Document section >>
***
James Kakalios (born December 27, 1958) is a physics professor at the University of Minnesota. Known within the scientific community for his work with amorphous semiconductors, granular materials, and 1/f noise, he is known to the general public as the author of the book The Physics of Superheroes, which considers comic book superheroes from the standpoint of fundamental physics.

Biography
Kakalios earned his B.S. degree from City College of New York in 1979 and his M.S. and PhD degrees from the University of Chicago in 1982 and 1985. He began his comic book collection as a graduate student as a way to relieve stress. At Minnesota, he taught a freshman seminar that focused on the physics of superheroes as a way to motivate students to think about physics. This course gained great popularity as an enticing alternative to the typical inclined planes and pulleys of physics.The seminar was a great success, leading to articles in popular magazines including People, lectures on the subject, and publication of The Physics of Superheroes.  In his talks, favorite examples are the death of Gwen Stacy (Spider-Man's girlfriend), "can Superman jump over tall buildings and what does this tell us about Krypton?", the high-velocity actions of The Flash, and the shrinking problem of the Atom.  His analysis of Gwen Stacy's death eventually became integral to the plot of a new Spider-Man comic.
***
Given information >>
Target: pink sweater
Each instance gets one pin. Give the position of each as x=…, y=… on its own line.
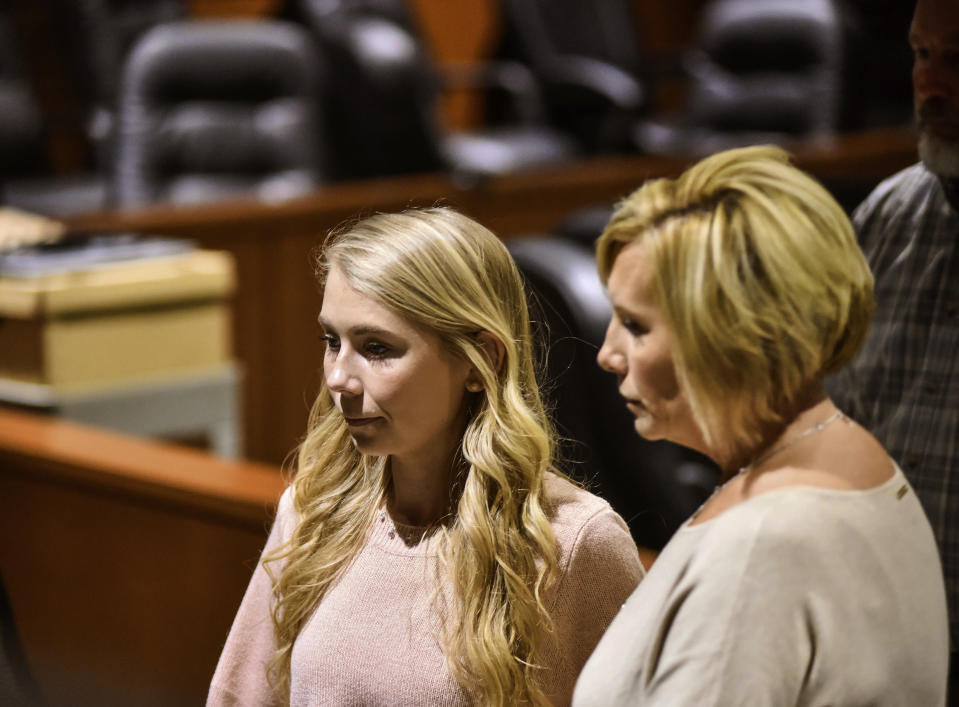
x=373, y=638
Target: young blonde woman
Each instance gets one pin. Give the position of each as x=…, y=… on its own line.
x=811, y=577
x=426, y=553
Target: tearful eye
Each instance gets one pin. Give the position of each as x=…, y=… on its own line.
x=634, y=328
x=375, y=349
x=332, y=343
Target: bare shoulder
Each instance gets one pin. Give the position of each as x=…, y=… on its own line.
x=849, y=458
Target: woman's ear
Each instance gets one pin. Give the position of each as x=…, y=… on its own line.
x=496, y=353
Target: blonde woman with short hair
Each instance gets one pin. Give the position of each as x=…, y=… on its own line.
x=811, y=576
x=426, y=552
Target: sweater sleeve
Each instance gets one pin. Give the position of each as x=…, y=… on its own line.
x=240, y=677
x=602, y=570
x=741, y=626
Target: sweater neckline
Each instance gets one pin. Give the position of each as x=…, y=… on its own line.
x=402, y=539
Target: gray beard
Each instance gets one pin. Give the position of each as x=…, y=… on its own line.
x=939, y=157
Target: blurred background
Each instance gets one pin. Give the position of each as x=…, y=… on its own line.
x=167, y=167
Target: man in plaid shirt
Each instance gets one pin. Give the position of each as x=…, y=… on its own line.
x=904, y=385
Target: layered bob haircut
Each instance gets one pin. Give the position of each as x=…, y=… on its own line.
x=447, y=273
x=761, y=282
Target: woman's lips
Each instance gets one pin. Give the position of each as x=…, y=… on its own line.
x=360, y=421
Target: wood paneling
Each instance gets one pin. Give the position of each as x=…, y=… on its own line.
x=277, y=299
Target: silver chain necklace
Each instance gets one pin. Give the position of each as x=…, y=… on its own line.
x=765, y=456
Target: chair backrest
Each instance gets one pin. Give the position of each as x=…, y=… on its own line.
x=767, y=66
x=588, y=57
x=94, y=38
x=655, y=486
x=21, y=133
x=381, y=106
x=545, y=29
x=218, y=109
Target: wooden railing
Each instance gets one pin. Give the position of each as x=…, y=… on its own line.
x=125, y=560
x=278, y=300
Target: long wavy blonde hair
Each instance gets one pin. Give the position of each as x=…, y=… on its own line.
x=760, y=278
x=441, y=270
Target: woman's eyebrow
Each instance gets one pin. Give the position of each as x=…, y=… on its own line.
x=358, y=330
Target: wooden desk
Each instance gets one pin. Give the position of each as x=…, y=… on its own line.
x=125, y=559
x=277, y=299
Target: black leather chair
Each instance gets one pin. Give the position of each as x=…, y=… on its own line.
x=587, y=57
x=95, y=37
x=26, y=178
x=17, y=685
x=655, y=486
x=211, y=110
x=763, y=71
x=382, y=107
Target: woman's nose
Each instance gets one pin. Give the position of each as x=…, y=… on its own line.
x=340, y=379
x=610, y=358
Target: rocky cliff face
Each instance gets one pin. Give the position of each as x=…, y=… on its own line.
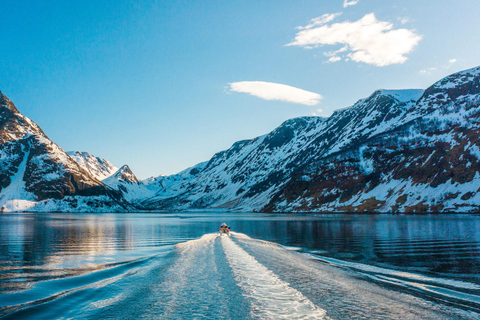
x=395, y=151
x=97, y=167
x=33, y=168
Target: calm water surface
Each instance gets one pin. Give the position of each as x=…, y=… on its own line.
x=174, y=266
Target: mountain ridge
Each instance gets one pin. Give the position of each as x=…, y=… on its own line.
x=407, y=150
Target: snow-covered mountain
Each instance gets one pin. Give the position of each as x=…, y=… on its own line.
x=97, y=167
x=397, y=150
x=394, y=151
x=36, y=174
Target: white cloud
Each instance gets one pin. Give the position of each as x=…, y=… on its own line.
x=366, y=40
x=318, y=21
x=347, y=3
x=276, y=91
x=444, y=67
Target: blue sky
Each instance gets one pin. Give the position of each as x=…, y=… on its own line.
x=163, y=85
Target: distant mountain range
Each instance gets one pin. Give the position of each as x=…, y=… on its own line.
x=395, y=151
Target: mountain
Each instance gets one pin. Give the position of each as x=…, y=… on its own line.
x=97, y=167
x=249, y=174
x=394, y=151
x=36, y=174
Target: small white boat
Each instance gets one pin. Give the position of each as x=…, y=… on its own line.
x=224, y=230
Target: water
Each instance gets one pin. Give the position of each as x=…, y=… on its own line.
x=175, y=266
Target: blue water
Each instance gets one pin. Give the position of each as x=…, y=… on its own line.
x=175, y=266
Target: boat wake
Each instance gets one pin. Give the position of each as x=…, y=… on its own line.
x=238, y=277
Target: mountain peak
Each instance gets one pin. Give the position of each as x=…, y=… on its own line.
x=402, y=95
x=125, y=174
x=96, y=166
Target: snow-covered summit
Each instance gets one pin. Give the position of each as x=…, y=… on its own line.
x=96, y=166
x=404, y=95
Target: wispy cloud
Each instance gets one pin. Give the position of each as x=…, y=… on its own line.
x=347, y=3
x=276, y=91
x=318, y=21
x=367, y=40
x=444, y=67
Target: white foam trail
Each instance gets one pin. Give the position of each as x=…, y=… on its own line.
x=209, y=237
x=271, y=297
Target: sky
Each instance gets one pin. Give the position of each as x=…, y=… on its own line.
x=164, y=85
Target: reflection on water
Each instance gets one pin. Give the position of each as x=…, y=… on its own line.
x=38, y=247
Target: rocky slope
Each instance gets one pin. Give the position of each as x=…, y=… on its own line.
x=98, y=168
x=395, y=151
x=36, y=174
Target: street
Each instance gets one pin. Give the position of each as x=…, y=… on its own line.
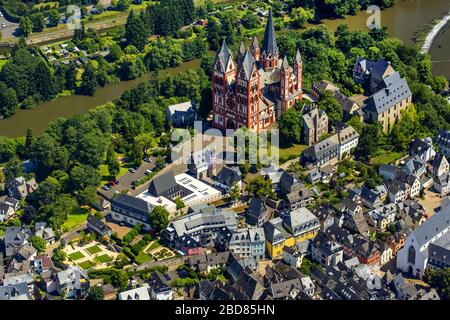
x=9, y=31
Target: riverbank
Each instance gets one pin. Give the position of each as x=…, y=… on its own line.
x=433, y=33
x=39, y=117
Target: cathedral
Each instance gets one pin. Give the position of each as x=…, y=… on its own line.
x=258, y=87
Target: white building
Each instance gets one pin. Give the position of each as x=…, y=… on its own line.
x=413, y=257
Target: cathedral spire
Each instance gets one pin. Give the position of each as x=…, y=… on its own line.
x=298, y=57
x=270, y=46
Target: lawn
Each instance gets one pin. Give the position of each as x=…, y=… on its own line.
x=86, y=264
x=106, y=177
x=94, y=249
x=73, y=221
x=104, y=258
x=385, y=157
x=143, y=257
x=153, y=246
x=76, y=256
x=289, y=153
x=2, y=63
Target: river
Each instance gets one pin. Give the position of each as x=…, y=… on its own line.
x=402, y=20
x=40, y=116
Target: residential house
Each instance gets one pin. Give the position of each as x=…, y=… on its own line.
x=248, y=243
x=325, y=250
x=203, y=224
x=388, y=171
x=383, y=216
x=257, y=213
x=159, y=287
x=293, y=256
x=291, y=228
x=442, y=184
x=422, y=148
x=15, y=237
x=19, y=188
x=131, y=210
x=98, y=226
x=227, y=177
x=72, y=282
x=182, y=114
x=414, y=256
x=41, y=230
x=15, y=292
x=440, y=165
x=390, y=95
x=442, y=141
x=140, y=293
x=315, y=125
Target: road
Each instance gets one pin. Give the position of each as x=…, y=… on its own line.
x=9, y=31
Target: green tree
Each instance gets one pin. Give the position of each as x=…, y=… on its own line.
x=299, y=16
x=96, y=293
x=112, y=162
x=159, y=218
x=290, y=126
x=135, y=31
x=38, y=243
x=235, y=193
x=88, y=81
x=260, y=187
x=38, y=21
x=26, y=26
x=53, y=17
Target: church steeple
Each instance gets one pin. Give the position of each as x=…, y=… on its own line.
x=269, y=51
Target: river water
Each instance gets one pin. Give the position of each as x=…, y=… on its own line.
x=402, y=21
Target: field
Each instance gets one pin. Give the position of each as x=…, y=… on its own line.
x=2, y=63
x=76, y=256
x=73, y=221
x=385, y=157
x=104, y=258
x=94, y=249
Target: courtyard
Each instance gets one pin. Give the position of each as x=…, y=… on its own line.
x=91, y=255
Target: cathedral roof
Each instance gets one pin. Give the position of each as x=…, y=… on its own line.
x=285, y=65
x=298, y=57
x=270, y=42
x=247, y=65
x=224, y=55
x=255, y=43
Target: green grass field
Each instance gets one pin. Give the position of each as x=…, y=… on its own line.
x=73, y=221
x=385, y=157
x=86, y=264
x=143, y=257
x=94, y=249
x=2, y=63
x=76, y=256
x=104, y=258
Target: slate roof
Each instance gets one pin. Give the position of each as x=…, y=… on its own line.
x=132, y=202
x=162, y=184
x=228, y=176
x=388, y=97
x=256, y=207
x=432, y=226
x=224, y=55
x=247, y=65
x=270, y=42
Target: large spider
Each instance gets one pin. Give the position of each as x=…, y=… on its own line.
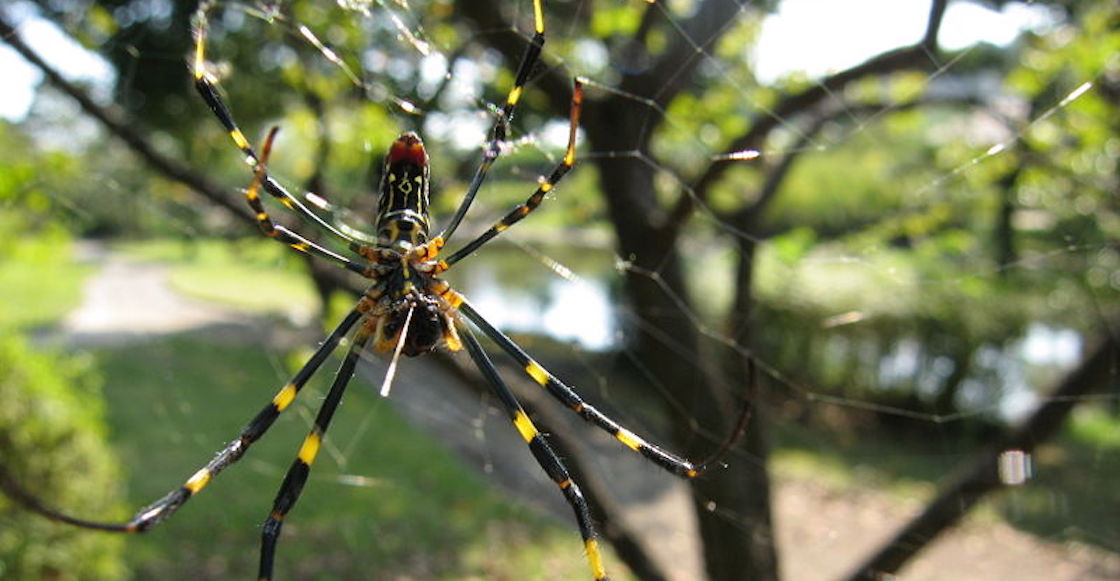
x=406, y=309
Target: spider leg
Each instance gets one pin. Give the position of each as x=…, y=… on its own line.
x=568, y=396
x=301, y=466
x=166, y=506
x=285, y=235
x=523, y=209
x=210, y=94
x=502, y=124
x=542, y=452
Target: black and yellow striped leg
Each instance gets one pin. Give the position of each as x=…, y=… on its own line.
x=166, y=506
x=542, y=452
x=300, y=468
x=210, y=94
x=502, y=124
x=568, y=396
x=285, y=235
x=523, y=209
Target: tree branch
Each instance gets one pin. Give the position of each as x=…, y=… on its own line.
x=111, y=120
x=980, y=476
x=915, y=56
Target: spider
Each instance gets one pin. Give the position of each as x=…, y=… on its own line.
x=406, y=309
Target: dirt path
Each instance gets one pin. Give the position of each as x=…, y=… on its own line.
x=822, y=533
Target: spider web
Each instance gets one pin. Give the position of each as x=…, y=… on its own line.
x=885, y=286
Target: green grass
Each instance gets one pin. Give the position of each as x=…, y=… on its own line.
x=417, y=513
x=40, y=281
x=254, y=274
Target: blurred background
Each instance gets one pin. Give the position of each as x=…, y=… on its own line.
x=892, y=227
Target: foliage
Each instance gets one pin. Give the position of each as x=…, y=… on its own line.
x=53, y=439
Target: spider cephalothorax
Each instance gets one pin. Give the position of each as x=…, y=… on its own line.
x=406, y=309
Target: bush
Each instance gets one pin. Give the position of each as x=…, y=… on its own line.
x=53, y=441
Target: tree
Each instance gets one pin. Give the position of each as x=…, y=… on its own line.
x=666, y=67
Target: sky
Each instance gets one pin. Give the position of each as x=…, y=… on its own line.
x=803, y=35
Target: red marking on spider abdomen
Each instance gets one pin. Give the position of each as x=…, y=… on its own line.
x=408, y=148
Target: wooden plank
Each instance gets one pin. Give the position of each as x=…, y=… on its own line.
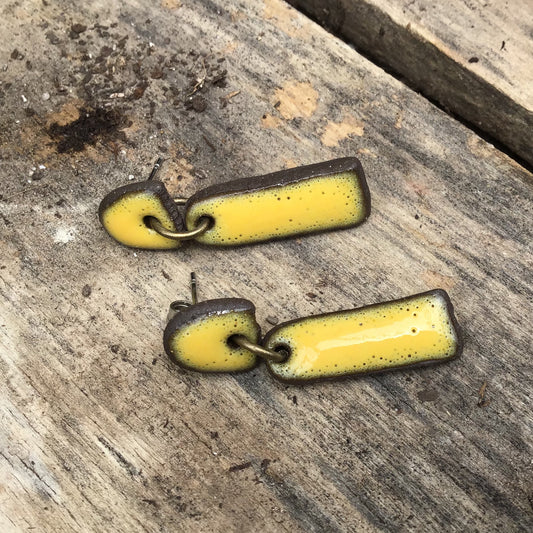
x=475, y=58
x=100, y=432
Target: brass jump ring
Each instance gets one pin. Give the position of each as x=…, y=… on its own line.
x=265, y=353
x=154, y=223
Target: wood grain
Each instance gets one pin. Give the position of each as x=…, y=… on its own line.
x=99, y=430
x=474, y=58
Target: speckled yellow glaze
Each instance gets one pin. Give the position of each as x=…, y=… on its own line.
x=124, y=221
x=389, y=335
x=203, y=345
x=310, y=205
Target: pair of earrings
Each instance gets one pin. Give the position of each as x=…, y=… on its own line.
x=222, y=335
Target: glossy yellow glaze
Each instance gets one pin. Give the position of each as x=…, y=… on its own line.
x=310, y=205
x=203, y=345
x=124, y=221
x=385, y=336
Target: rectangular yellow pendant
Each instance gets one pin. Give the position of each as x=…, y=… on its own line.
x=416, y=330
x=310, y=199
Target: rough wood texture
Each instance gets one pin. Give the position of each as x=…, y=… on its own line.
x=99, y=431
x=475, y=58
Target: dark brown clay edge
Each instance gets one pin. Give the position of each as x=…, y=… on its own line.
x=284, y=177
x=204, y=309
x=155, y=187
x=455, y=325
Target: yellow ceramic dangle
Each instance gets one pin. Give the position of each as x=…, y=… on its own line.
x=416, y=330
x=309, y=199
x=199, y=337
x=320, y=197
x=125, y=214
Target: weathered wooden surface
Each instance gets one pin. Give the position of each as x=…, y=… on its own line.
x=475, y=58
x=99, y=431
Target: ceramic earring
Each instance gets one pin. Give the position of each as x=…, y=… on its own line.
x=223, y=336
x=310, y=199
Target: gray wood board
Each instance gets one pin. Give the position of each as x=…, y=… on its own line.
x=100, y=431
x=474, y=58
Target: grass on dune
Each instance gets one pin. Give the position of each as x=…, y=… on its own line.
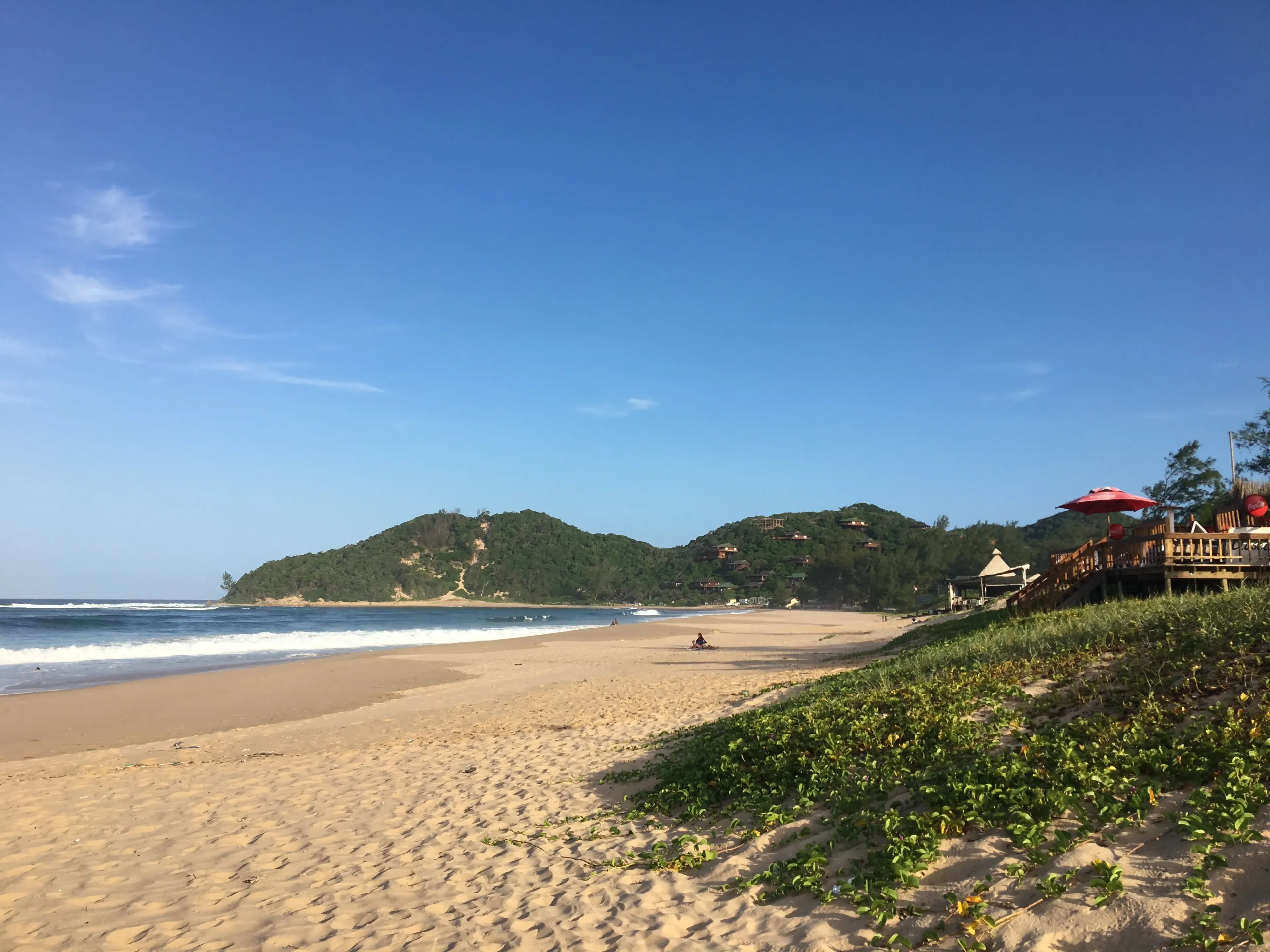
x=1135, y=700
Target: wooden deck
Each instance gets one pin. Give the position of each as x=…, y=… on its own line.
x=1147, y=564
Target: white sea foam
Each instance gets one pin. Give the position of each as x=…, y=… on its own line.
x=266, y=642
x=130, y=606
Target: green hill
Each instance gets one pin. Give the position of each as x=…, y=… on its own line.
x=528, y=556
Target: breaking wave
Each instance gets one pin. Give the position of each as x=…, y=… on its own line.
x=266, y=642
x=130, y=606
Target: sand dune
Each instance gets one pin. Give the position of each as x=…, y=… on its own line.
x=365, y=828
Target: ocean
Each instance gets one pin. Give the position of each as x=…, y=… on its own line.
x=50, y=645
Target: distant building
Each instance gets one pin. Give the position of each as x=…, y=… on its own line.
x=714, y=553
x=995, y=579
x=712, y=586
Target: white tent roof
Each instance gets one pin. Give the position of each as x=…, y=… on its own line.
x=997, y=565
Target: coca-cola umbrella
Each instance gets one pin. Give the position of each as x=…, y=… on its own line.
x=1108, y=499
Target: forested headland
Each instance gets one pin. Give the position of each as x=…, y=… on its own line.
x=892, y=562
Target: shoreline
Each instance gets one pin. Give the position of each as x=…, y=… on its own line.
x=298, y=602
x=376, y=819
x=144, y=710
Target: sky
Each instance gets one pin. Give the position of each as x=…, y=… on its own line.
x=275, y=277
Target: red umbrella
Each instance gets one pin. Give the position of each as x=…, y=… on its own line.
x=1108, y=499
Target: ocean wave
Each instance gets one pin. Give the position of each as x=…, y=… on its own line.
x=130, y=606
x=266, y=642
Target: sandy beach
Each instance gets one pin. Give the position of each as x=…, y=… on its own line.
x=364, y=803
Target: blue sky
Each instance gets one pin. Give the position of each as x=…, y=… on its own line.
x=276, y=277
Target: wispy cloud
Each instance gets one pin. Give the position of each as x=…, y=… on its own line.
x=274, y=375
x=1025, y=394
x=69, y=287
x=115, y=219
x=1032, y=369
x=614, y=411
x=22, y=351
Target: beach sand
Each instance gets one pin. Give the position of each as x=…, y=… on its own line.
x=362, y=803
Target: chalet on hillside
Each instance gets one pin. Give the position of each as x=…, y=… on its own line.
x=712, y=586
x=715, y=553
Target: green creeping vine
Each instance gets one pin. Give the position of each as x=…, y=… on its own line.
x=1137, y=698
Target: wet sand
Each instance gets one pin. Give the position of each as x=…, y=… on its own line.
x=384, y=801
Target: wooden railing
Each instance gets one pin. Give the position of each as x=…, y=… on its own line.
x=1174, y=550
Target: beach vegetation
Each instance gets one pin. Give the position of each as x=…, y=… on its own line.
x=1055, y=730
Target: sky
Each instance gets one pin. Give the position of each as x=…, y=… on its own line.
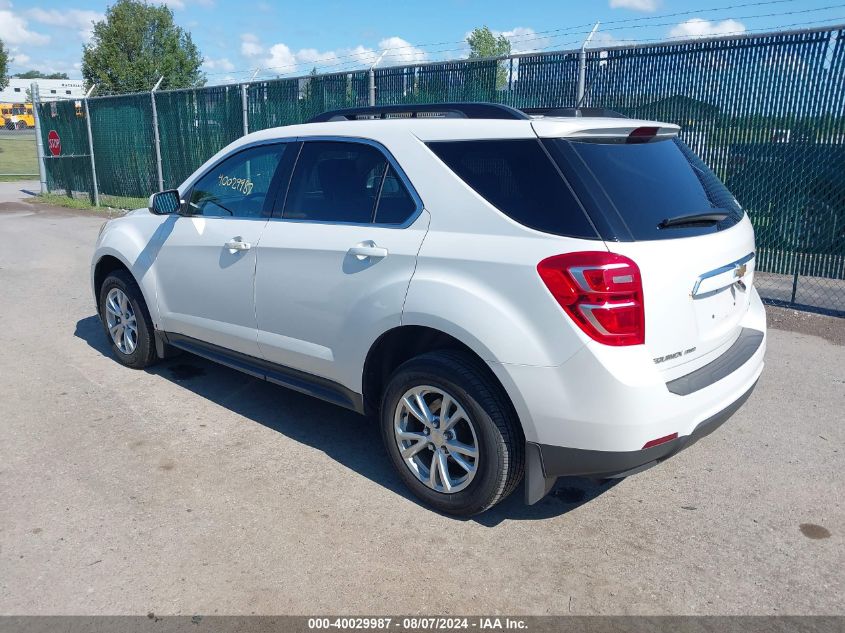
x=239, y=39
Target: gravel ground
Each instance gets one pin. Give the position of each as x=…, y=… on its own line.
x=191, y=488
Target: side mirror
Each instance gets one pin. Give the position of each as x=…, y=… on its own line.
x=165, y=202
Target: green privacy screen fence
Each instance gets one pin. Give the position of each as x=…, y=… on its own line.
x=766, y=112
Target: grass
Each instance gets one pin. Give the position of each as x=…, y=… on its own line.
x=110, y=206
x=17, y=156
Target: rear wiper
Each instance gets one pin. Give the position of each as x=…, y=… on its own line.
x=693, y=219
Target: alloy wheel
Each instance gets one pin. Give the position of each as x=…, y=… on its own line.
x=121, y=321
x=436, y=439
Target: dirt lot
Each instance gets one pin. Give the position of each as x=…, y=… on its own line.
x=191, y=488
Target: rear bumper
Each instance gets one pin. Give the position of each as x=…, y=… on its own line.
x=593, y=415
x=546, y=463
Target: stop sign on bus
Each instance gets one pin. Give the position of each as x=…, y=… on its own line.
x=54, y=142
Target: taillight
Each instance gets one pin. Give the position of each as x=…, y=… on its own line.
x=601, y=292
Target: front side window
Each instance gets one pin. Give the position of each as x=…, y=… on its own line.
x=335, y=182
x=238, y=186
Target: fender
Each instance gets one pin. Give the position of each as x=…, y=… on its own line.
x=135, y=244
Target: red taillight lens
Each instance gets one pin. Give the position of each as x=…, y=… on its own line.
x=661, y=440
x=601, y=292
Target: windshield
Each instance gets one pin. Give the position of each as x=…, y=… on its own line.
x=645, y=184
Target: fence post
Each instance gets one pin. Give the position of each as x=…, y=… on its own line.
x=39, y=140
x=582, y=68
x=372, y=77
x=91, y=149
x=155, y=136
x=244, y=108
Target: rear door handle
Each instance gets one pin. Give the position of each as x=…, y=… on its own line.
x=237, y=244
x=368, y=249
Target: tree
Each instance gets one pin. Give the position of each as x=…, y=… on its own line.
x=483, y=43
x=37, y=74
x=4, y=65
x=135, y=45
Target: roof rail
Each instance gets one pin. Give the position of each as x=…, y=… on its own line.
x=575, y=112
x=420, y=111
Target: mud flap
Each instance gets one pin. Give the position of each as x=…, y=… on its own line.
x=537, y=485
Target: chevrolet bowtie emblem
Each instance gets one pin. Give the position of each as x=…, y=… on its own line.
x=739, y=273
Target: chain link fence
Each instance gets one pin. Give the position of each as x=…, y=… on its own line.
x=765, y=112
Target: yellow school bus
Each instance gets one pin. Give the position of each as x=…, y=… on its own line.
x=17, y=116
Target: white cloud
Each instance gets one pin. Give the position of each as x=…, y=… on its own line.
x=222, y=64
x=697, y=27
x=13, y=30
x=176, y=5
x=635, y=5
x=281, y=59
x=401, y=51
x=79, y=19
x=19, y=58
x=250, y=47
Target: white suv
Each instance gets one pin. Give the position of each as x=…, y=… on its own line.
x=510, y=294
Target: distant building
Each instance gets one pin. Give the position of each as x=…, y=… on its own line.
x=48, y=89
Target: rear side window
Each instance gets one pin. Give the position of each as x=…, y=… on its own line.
***
Continue the biography of physics professor James Kakalios from the point where it ends.

Kakalios is of the opinion that the most unrealistic aspect of the comic-book universe is often the sociology.  He notes that pedestrians do not usually provide running monologues describing everything around them.  There is one aspect of the story of the Atom that he does not question, however.  The Atom begins as a physics professor, who encounters a chunk of white dwarf star and picks it up.  "By a conservative estimate, he is lifting about 5000 metric tons.  This is not unreasonable. We physics professors are just that strong."

He provides content on the DVD of the film Watchmen. Under extras, he is filmed discussing the physics of superheroes. As one of the film's lead scientific consultants of the 2012 film The Amazing Spider-Man, Kakalios designed the film's "decay rate algorithm", which was inspired by the real-life Gompertz–Makeham law of mortality.

Kakalios has been nominated by the University of Minnesota to be one of the USA Science and Engineering Festival's Nifty Fifty Speakers who will speak about his work and career to middle and high school students in October 2010.

James Kakalios was awarded an Honorary Doctor of Science degree from the University of Lincoln, UK (2017).

He was also awarded the AAAS Public Engagement with Science Award in 2014.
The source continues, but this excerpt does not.